Document source
________________________________________
Peter Weiss : hors écriture hors théâtre hors roman

"Il le savait, le monde ancien auquel il était encore rivé devait être brisé..."


Dans ce blog, je ne parle pas des livres, je n’ai jamais su faire. Il y en a que je peux visiter de l’intérieur, j’en connais la mécanique au palper, si c’est Balzac, Rabelais, d’autres, pas beaucoup (Michaux, Michaux, Michaux).

Des fois, on voudrait dire l’importance d’une lecture, d’un auteur, et la force du Net c’est qu’on le peut faire en témoignant simplement de son expérience personnelle, subjective, de la lecture. C’est la positionnement par le discours que je ne sais pas faire, pas mon job.

Depuis longtemps, comme tant d’autres qui écrivent, quand je suis secoué par un texte, je le recopie. J’ai du Walser, du Harms, et plein d’autres choses dans mon disque dur, comme autrefois dans mes cahiers.

Peter Weiss, le monument, c’est Esthétique de la résistance. De quoi comprendre que ceux qui arpentent ce livre puissent souhaiter, comme Laurent Grisel l’an dernier, se battre bec et ongles pour arriver à une lecture publique intégrale.

Cela fait pas mal de mois que j’ai ce livre sur mon bureau. Pas possible de le ranger, de l’éloigner. Pas encore lu pourtant. On entrouvre, on se glisse, et on décrète qu’il doit rester là, sur la table. Ce soir je l’ai pris dans la figure, et complètement.

Il y a l’apparat narratif du roman, des personnages, un semblant de cheminement temporel : ce qui m’interdit de plus en plus, justement, d’accepter le roman. Mais c’est une coque précaire. Elle ne sert que de prétexte aux figures. On se trouve tout près de Kubin (L’autre côté) et de Walser, le tant immense Walser.

Je suis familier des littératures du double : dans cette page, ci-dessous, juste recopiée, c’est comme dans Axolotl de Cortazar, un jeu précis avec le lecteur : faire accepter que le narrateur puisse se distancier de lui-même, et lorsque cette distance est devenue le point d’appui formel du texte, on renverse comme un cornet à dés, c’est la figure finale.

Tout est démultiplié, effondré en soi-même. Telle est la tragédie que nous continuons de vivre, dont nous sommes les acteurs consentants et inconnus. Ne lisez pas Weiss pour comprendre, mais pour entendre non qui vous êtes, mais cela, pour cela que vous n’êtes pas, dit Bénézet dans sa préface. Hors écriture, hors théâtre, hors roman...
________________________________________
Lignes de données

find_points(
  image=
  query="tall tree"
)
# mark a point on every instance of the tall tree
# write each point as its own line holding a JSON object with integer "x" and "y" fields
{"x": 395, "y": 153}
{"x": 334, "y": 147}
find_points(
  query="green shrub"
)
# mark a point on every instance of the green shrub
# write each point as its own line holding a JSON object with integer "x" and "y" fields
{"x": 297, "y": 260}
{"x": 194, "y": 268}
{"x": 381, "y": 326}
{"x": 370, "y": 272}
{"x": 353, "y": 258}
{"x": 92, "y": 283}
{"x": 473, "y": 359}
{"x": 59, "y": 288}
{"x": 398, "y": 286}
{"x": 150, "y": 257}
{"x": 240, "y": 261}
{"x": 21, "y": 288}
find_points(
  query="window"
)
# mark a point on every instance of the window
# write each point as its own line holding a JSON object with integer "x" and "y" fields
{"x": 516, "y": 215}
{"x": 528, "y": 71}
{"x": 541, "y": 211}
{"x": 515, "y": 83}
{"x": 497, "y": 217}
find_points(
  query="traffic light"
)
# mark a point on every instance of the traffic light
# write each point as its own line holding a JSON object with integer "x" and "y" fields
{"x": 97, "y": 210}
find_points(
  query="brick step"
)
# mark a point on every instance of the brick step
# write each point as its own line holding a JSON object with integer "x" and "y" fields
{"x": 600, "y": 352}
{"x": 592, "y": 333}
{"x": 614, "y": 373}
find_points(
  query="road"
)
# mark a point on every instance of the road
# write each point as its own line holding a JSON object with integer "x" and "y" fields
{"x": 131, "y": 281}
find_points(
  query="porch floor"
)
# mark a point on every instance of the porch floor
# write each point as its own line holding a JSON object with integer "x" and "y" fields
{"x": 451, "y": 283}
________________________________________
Quels titres d'œuvres sont cités dans le document source ?

Esthétique de la résistance ; L'autre côté ; Axolotl